WHAT TO PRODUCE: Update everything from the line containing "Could you kindly segment every instance of the green" down to the line containing "M93 23L93 82L102" by replacing "green wall" with "brick wall". Write those lines out again, changing nothing else.

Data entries

◆ ◆ ◆

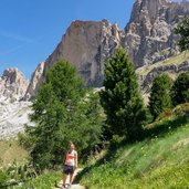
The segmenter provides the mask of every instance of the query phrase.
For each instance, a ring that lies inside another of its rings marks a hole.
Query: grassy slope
[[[81,182],[91,189],[189,186],[188,117],[166,117],[153,127],[161,127],[157,130],[164,132],[144,141],[108,150],[104,158],[83,171]]]
[[[0,166],[8,166],[15,161],[24,164],[28,158],[28,153],[18,145],[17,140],[0,141]]]

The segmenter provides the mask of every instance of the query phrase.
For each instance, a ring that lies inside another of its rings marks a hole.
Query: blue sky
[[[0,74],[28,78],[55,49],[73,20],[109,20],[124,29],[135,0],[0,0]]]

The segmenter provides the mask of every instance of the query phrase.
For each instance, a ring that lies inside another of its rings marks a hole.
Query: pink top
[[[66,159],[65,159],[65,165],[67,166],[76,166],[76,157],[77,153],[75,150],[67,151],[66,153]]]

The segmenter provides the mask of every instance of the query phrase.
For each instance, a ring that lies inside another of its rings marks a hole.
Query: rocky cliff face
[[[29,123],[30,102],[23,98],[29,82],[18,69],[7,69],[0,77],[0,139],[17,136]]]
[[[104,63],[118,45],[129,54],[136,67],[148,65],[179,53],[174,29],[189,14],[189,2],[136,0],[130,21],[122,31],[108,21],[74,21],[39,74],[34,72],[27,96],[34,96],[38,83],[60,59],[71,62],[86,86],[102,86]],[[40,75],[40,76],[39,76]],[[33,80],[34,78],[34,80]]]
[[[0,99],[19,101],[28,86],[28,80],[18,69],[7,69],[0,77]]]
[[[111,25],[107,20],[74,21],[45,61],[44,72],[57,60],[65,59],[77,69],[85,85],[101,86],[104,62],[114,54],[122,38],[118,25]]]
[[[86,86],[102,86],[104,63],[115,53],[123,38],[118,25],[111,25],[107,20],[72,22],[54,52],[33,73],[25,98],[34,97],[38,84],[59,60],[71,62]]]
[[[154,78],[162,72],[175,80],[181,72],[189,71],[189,51],[177,56],[160,61],[153,65],[145,65],[136,70],[138,83],[143,94],[149,94]]]
[[[35,71],[32,74],[31,82],[27,88],[23,99],[32,99],[34,98],[39,85],[44,80],[44,62],[40,63]]]
[[[174,30],[189,14],[189,2],[137,0],[125,28],[124,46],[135,65],[151,64],[178,54]]]

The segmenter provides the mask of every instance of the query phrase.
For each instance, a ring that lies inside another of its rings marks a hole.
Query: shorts
[[[63,172],[69,175],[69,174],[74,174],[74,166],[64,166]]]

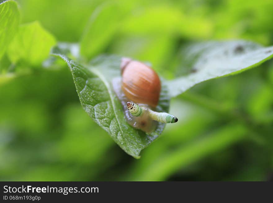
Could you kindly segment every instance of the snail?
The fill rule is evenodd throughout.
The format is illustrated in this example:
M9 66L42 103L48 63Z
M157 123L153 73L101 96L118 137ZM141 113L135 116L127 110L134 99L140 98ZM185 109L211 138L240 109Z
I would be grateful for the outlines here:
M128 122L133 127L150 133L159 122L172 123L175 116L154 110L157 106L161 82L156 73L148 65L128 58L120 64L122 78L114 78L113 87L123 107Z

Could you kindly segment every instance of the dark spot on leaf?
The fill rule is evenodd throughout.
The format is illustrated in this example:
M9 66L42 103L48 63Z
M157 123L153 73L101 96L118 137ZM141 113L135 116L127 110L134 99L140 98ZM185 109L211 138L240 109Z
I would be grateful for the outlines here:
M191 73L196 73L197 72L197 69L195 68L195 67L194 67L190 71L190 72Z
M244 47L241 45L237 45L234 49L234 53L242 53L244 51Z
M140 125L143 127L146 125L146 122L145 121L141 121L140 122Z

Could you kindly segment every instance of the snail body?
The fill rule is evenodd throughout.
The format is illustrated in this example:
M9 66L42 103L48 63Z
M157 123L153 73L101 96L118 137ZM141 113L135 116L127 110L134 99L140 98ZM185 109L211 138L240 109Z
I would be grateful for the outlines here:
M121 79L114 78L113 87L130 125L150 133L159 122L177 122L177 119L172 115L154 111L156 108L159 110L157 106L161 83L154 70L146 64L127 58L122 59L121 69Z
M147 108L145 107L141 108L137 104L129 102L127 103L126 105L130 113L133 116L136 116L141 115L143 112L143 108ZM173 123L178 121L177 118L168 113L157 112L149 108L147 108L146 110L150 117L153 120L163 123Z

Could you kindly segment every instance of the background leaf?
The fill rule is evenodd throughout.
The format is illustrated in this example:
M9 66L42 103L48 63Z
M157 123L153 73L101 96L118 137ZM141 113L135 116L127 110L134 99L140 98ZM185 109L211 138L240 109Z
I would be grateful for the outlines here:
M87 68L64 55L56 55L62 58L69 67L83 109L123 150L139 158L141 150L159 137L165 125L160 123L154 131L147 134L127 123L123 107L112 87L113 79L120 77L121 58L99 57ZM168 112L169 100L165 87L163 84L159 108Z
M196 43L184 47L180 56L181 69L191 73L168 82L171 97L201 82L256 66L273 57L273 46L241 40Z
M54 37L37 21L20 26L7 51L12 62L20 60L31 65L40 64L49 55L56 42Z
M0 59L16 33L20 19L15 2L7 1L0 3Z
M91 58L99 53L116 32L122 10L114 3L107 3L96 8L91 15L80 41L82 54Z

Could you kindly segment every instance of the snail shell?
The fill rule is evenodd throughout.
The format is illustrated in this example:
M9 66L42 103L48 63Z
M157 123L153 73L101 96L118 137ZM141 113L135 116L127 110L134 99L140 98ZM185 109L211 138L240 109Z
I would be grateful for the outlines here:
M161 83L155 72L148 66L127 58L121 64L121 88L126 96L134 102L157 105Z

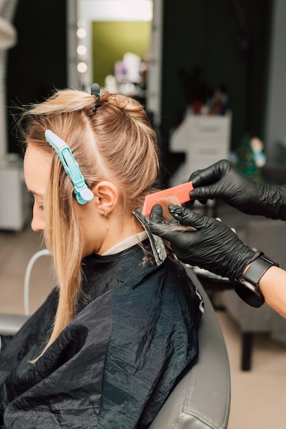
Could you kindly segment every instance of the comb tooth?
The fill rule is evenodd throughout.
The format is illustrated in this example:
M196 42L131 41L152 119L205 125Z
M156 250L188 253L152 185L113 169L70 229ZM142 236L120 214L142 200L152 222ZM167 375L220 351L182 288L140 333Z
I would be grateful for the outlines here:
M189 193L192 189L193 189L192 182L187 182L187 183L183 183L182 185L174 186L173 188L169 188L168 189L165 189L164 191L159 191L154 194L146 195L142 209L143 216L148 216L148 214L151 212L153 206L158 202L158 200L160 198L163 197L175 195L179 200L180 204L189 201Z

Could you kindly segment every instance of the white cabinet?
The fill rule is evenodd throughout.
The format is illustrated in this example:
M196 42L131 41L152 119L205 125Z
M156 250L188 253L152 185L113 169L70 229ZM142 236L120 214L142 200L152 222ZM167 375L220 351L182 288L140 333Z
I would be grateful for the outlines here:
M19 231L32 218L32 199L25 184L23 162L0 164L0 230Z
M176 172L172 186L187 182L193 171L228 157L230 125L230 114L222 117L187 114L170 139L171 151L186 154L185 162Z

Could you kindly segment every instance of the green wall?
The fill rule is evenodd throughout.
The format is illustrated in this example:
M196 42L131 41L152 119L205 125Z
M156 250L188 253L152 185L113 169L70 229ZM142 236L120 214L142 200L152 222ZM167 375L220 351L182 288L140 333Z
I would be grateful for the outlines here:
M93 23L93 82L102 86L126 52L143 58L150 51L150 22Z

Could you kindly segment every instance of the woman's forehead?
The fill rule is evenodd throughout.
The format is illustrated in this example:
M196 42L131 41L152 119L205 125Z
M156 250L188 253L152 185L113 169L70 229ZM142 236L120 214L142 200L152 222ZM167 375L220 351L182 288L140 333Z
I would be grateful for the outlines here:
M27 188L34 195L44 195L49 176L51 156L33 145L29 145L24 158L24 175Z

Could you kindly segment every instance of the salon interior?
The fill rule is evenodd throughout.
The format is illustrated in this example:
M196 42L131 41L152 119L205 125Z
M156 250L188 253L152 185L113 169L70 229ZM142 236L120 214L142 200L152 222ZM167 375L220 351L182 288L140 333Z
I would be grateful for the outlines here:
M96 82L145 106L163 187L224 158L253 180L285 184L285 16L284 0L0 0L0 330L1 316L32 314L56 282L51 256L30 228L15 106L43 101L55 88L90 91ZM283 221L217 200L196 209L286 269ZM242 302L227 280L193 269L222 334L216 347L226 347L215 382L224 393L213 389L229 417L184 428L285 428L286 320ZM215 351L207 358L217 360ZM200 388L211 390L201 376ZM202 414L215 408L204 394Z

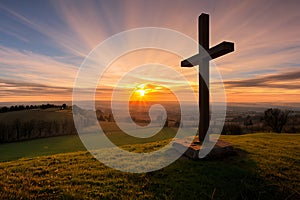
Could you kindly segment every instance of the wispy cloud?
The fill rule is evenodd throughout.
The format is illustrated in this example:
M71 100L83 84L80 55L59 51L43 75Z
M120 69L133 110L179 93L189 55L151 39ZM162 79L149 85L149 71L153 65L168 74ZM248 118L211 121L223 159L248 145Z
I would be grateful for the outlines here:
M257 88L279 88L288 90L300 89L300 70L296 69L290 72L284 72L281 74L273 74L260 76L256 78L225 81L225 85L228 88L236 87L257 87Z

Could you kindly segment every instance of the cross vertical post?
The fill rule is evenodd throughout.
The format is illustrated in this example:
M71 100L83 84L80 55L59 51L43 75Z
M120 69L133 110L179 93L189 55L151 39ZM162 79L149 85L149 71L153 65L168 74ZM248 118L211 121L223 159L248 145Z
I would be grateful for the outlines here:
M234 43L222 42L209 47L209 15L202 13L198 19L199 53L181 61L181 67L199 65L199 140L204 141L210 123L209 61L234 51ZM203 52L206 51L206 52Z
M201 46L209 50L209 15L202 13L198 19L199 55ZM203 141L209 127L209 58L204 58L199 63L199 140Z

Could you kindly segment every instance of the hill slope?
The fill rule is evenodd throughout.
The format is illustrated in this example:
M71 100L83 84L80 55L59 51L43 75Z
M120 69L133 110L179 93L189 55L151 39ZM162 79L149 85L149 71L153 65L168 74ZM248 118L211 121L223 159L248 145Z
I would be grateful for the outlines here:
M299 199L299 134L222 139L232 142L239 155L213 161L180 159L145 174L110 169L84 151L0 163L0 198Z

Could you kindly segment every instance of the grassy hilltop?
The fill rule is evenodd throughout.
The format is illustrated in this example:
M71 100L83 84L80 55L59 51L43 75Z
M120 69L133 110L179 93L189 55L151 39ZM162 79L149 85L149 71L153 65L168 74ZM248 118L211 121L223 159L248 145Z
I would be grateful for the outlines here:
M56 138L52 144L57 143L61 146L63 143L65 148L74 147L76 139L72 137L76 136L57 137L60 139ZM110 169L86 151L2 162L0 198L300 198L300 134L258 133L222 136L222 139L234 144L238 149L237 156L213 161L180 159L164 169L144 174L129 174ZM44 139L35 141L39 140ZM73 140L73 143L64 143L64 140ZM34 141L20 142L19 145L26 142ZM166 142L163 140L131 144L124 148L141 151L152 149L153 146L158 148ZM16 147L15 144L6 144L7 151L1 149L2 158L10 148ZM34 143L30 144L34 148ZM38 144L39 142L36 142L36 145ZM48 149L52 147L50 145ZM80 149L82 146L77 147L78 149L74 147L73 151L83 150ZM32 156L38 154L28 157Z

◆ ◆ ◆

RESPONSE BELOW:
Could you kindly segment every instance of the brick wall?
The fill rule is evenodd throughout.
The format is illustrated in this example:
M196 42L131 41L152 119L205 125Z
M156 250L188 253L152 185L113 169L70 229ZM142 236L120 214L142 200L152 222ZM167 375L220 351L182 288L140 333Z
I would be grateful for the outlines here:
M93 23L93 82L102 86L126 52L143 58L150 51L150 22Z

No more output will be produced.